▸ **Prompt**: Without changing a character, output all of the records.

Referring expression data
• • • •

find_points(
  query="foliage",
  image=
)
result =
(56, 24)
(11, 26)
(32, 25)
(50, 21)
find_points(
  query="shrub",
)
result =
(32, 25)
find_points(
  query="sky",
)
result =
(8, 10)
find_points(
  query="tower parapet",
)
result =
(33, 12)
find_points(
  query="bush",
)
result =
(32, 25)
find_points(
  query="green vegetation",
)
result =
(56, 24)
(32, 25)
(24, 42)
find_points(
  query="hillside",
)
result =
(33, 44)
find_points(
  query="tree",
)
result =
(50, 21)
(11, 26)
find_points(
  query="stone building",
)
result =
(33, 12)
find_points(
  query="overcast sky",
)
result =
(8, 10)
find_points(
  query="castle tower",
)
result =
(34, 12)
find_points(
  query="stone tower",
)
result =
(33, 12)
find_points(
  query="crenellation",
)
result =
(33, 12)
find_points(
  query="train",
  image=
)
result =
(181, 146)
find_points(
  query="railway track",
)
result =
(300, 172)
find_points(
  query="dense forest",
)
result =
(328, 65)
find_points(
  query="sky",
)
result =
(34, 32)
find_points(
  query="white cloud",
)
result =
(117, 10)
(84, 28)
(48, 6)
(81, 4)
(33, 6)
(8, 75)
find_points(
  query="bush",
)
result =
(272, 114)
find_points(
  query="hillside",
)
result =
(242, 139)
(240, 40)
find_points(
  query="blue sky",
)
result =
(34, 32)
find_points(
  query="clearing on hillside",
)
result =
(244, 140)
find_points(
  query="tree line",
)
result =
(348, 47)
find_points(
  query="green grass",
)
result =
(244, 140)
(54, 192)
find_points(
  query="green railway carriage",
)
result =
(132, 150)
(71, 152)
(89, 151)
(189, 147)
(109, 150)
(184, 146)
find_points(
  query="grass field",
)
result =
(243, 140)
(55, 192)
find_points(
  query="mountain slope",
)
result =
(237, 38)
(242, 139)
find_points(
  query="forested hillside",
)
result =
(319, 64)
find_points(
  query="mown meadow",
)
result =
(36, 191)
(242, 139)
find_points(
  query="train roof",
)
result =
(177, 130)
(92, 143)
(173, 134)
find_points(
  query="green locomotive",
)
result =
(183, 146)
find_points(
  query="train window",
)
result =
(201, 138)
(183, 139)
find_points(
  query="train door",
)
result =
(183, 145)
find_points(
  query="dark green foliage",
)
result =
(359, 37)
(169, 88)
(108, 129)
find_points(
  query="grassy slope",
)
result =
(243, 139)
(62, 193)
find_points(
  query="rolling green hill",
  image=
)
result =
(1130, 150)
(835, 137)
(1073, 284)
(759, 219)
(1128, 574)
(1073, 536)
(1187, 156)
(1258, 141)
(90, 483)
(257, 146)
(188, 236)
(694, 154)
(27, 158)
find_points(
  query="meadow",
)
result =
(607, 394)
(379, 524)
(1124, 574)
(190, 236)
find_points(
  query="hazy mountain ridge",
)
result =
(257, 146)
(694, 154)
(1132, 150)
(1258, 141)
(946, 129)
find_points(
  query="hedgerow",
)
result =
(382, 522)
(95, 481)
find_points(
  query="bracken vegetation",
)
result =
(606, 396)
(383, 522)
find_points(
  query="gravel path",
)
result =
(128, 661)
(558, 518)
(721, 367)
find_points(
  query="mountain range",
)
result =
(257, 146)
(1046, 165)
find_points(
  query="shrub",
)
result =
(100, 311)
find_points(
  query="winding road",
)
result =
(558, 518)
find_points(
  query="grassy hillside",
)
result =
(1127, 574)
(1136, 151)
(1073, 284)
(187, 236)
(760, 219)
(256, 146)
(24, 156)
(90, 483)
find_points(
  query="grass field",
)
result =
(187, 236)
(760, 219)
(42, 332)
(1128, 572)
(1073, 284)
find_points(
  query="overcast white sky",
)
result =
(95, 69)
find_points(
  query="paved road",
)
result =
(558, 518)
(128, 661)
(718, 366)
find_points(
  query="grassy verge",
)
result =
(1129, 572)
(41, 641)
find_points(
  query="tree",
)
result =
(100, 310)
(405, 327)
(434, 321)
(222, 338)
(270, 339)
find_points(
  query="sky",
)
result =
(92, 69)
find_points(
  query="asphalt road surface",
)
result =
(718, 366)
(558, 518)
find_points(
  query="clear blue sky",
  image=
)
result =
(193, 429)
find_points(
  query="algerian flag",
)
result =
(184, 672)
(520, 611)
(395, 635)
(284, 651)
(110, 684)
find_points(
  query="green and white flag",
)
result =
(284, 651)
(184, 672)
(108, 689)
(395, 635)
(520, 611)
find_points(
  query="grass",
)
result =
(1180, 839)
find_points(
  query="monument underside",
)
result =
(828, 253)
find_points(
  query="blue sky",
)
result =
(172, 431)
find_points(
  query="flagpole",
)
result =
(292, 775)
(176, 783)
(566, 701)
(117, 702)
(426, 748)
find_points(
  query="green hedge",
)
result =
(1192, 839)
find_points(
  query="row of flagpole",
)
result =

• • • •

▸ **Response to this task**:
find_points(
  query="foliage",
  image=
)
result =
(56, 24)
(11, 26)
(32, 25)
(50, 21)
find_points(
  query="shrub",
)
result =
(32, 25)
find_points(
  query="sky",
)
result =
(8, 10)
find_points(
  query="tower parapet",
)
result =
(33, 12)
find_points(
  query="bush",
)
result =
(32, 25)
find_points(
  query="green vegetation",
)
result =
(56, 24)
(32, 25)
(24, 42)
find_points(
  query="hillside",
)
result =
(33, 44)
find_points(
  query="tree",
)
result =
(50, 21)
(11, 26)
find_points(
  query="stone building",
)
result =
(33, 12)
find_points(
  query="overcast sky",
)
result =
(8, 10)
find_points(
  query="castle tower",
)
result =
(34, 12)
find_points(
  query="stone tower",
)
result =
(33, 12)
find_points(
  query="crenellation",
)
result =
(33, 12)
find_points(
  query="train",
  image=
)
result =
(181, 146)
find_points(
  query="railway track",
)
result =
(300, 172)
find_points(
  query="dense forest",
)
result =
(328, 65)
find_points(
  query="sky",
)
result =
(34, 32)
find_points(
  query="white cloud",
)
result =
(117, 10)
(84, 28)
(48, 6)
(81, 4)
(33, 6)
(8, 75)
find_points(
  query="bush",
)
result =
(272, 114)
find_points(
  query="hillside",
)
result =
(242, 139)
(240, 40)
find_points(
  query="blue sky",
)
result =
(34, 32)
find_points(
  query="clearing on hillside",
)
result =
(244, 140)
find_points(
  query="tree line",
)
result =
(348, 47)
find_points(
  query="green grass",
)
result =
(244, 140)
(54, 192)
find_points(
  query="green railway carriage",
)
result =
(132, 150)
(71, 152)
(89, 151)
(189, 147)
(109, 150)
(184, 146)
find_points(
  query="grass field",
)
result =
(243, 140)
(55, 192)
find_points(
  query="mountain slope",
)
result =
(237, 38)
(242, 139)
find_points(
  query="forested hillside",
)
result =
(319, 64)
find_points(
  query="mown meadow",
)
result =
(36, 191)
(242, 139)
find_points(
  query="train roof",
)
result =
(177, 130)
(92, 143)
(173, 134)
find_points(
  query="green locomotive",
)
result =
(183, 146)
find_points(
  query="train window",
)
result =
(201, 138)
(183, 139)
find_points(
  query="train door",
)
result =
(183, 145)
find_points(
  query="dark green foliage",
)
result =
(359, 37)
(169, 88)
(108, 129)
find_points(
  query="grassy slope",
)
result =
(243, 139)
(62, 193)
find_points(
  query="rolling green hill",
  image=
)
result =
(1130, 150)
(835, 137)
(1073, 284)
(759, 219)
(1128, 574)
(1073, 536)
(1187, 156)
(1258, 141)
(90, 483)
(257, 146)
(188, 236)
(694, 154)
(27, 158)
find_points(
  query="meadow",
)
result =
(607, 394)
(379, 524)
(1124, 574)
(190, 236)
find_points(
  query="hazy mountain ridge",
)
result =
(257, 146)
(694, 154)
(1132, 150)
(1258, 141)
(946, 129)
find_points(
  query="hedgerow",
)
result =
(382, 522)
(95, 481)
find_points(
  query="bracken vegetation",
)
result =
(606, 396)
(383, 522)
find_points(
  query="gravel path",
)
result =
(128, 661)
(558, 518)
(721, 367)
find_points(
  query="mountain range",
)
result =
(257, 146)
(1046, 165)
find_points(
  query="shrub",
)
result =
(100, 311)
find_points(
  query="winding road",
)
result =
(558, 518)
find_points(
  query="grassy hillside",
)
result =
(1127, 574)
(1136, 151)
(1073, 284)
(187, 236)
(760, 219)
(256, 146)
(24, 156)
(90, 483)
find_points(
  query="grass field",
)
result =
(187, 236)
(760, 219)
(42, 332)
(1128, 572)
(1073, 284)
find_points(
  query="overcast white sky",
)
result =
(95, 69)
find_points(
  query="paved road",
)
result =
(558, 518)
(128, 661)
(718, 366)
find_points(
  query="grassy verge",
)
result =
(1129, 572)
(41, 641)
find_points(
  query="tree",
)
result =
(100, 310)
(405, 327)
(434, 321)
(222, 338)
(270, 339)
find_points(
  query="sky",
)
result =
(92, 69)
find_points(
  query="asphalt road surface",
)
result =
(718, 366)
(558, 518)
find_points(
  query="clear blue sky",
  image=
)
result =
(193, 429)
find_points(
  query="algerian flag",
)
result =
(184, 672)
(520, 611)
(395, 635)
(284, 651)
(110, 684)
find_points(
  query="green and white flag",
)
result =
(284, 651)
(184, 672)
(108, 689)
(395, 635)
(520, 611)
find_points(
  query="grass",
)
result =
(1180, 839)
find_points(
  query="monument underside",
)
result =
(828, 253)
find_points(
  query="blue sky",
)
result =
(172, 431)
find_points(
  query="flagpole",
)
result =
(292, 775)
(176, 783)
(566, 701)
(117, 702)
(426, 748)
find_points(
  query="green hedge",
)
result =
(1192, 839)
find_points(
  query="row of flagpole",
)
result =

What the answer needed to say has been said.